Instructions for the task =>
Can you reproduce the records below word for word, starting at the line that contains "Check the image above for the presence of any sky." and ending after the line that contains "xmin=8 ymin=444 xmax=879 ymax=593"?

»»

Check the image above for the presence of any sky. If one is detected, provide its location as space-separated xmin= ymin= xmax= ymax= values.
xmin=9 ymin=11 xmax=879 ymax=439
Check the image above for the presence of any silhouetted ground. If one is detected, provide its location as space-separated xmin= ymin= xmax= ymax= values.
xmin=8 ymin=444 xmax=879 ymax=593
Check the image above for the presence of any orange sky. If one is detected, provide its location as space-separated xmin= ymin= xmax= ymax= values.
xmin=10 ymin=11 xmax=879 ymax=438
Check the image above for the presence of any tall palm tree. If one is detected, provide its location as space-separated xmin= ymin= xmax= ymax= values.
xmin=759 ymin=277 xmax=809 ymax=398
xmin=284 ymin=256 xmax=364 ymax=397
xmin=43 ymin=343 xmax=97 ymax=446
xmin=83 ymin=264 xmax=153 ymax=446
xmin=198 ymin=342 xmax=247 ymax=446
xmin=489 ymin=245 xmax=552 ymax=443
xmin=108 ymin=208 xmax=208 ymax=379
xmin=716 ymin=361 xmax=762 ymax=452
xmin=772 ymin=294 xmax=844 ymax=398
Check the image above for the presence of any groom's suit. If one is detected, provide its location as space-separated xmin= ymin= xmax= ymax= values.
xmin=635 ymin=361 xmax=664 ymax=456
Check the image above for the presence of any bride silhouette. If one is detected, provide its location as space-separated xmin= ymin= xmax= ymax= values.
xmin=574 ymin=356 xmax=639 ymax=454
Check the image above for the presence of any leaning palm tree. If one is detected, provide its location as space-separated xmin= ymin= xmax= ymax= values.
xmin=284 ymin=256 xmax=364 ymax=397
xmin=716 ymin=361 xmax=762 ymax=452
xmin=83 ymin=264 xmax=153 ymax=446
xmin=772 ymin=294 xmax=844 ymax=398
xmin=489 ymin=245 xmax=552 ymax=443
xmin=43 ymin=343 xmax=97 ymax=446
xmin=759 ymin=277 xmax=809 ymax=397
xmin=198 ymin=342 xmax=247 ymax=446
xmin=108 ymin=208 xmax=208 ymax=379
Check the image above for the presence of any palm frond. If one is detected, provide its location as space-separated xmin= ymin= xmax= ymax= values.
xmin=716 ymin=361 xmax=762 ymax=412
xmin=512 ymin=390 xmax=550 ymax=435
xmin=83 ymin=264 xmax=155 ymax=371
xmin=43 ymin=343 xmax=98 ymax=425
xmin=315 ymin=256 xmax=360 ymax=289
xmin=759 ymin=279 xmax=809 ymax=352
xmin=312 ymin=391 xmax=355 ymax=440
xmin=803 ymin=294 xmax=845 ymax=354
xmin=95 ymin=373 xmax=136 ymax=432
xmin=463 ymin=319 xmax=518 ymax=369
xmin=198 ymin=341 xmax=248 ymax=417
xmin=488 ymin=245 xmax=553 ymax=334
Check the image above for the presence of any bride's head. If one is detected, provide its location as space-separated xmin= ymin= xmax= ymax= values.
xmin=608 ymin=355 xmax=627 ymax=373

««
»»

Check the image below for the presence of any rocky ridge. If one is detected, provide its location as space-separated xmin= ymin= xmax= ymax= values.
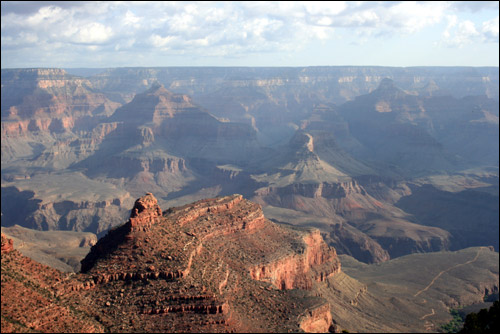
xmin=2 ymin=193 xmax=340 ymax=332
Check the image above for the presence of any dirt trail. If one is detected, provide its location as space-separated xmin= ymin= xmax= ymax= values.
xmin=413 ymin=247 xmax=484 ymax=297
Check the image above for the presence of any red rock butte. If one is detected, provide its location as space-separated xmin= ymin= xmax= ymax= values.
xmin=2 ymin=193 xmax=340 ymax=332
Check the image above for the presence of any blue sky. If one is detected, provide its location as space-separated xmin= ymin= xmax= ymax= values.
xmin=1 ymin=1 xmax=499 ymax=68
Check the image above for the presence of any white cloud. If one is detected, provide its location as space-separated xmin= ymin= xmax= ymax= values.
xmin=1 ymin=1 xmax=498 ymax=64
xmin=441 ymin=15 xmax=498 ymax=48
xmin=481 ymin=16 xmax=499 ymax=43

««

Answer to the task =>
Check the image above for the presence of any sky. If one is detected, provide its location as space-separated xmin= ymin= xmax= ymax= values.
xmin=9 ymin=11 xmax=879 ymax=439
Check the image above for the presence of any silhouetted ground. If one is detected, provide its location as space-separated xmin= ymin= xmax= ymax= values.
xmin=8 ymin=444 xmax=879 ymax=593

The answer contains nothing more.